- PROBLEM TO SOLVE
Write the next part of the Hazelcast IMap memory leak report below, starting after its final sentence.

─── SUPPLIED PASSAGE

Hazelcast 3.5.x Memory Leak using IMap #6317

Closed
jocelynlepage opened this Issue Sep 29, 2015 · 9 comments

Projects

None yet

5 participants

@jocelynlepage

We are experimenting memory leaks when using IMaps.

Based on our observations, the leak seems related to the fact that we're regularly destroying maps.
Based on Heap analysis, the culprit seems to be around com.hazelcast.map.impl.MapServiceContextImpl.

Setup:

  • Hazelcast 3.5.2, JDK 1.7/1.8, reproduced on Linux/Windows 7 and Mac OSX 10.9.5
  • 2 nodes with embedded Hazelcast (e.g. not using separate client JVMs)

Scenario:

  • One of our node is creating a new IMap roughly once per minute and put stuff in it at regular interval (few hundreds to few thousands per minute).
  • Few seconds/minutes later, the other node is removing data from the map, and if the map is empty, destroys the map.
  • We do notice a steady growth of the heap usage, which seems related to Hazelcast IMaps internal management.

──────
─── MATERIAL

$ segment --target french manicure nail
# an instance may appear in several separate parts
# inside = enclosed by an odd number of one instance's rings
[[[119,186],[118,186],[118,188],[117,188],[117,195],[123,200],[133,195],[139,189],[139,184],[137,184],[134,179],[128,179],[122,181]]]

──────

- REPLY TO THE TASK
We did run a couple of variants with the following observations:

  • Hazelcast versions 3.5.1 and 3.5.2 exhibits the same memory leak behavior
  • We tested both with JMX/ManCenter enabled and disabled, without changes on the results.
  • We disable Map "rotation" (e.g. a single map is used instead) and we didn't noticed the memory leak.
  • We also tested with version 3.4.6, problem is NOT present - seems something introduced in 3.5.x

We wanted to update from 3.4.x since as our production system is affected by another memory leak documented here: #4888

Please find a small project on GitHub which demonstrates the problem: https://github.com/jocelynlepage/hz-map-leak
This project includes a couple of heap dump files (produced with jmap) provided for analysis.

Thanks,
Jocelyn

@jerrinot jerrinot added this to the 3.6 milestone Sep 29, 2015
@jerrinot jerrinot added Team: Core VERIFIED and removed PENDING labels Sep 29, 2015
@jerrinot
Contributor

@jocelynlepage: Thank you for reporting the issue and for a great reproducer!

I managed to reproduce it. I can see that approximately half of partitions on each member are cleaned, but the other half still retains data. I reckon it's related to backups.

@jerrinot
Contributor

Heapdump: http://54.87.52.100/~jara/dumps/issue6317/java_pid14221.0001_.hprof.gz
This is from 3.5.2.

For whoever will fix it: Please ping me so I can delete the dump.

@jerrinot
Contributor

I believe it's a side-effect of #5649

Because of this check it MapPartitionDestroyOperation is executed on partition owners only -> The backup replicas are not touched at all. The MapPartitionDestroyOperation should implement the BackupAwareOperation interface.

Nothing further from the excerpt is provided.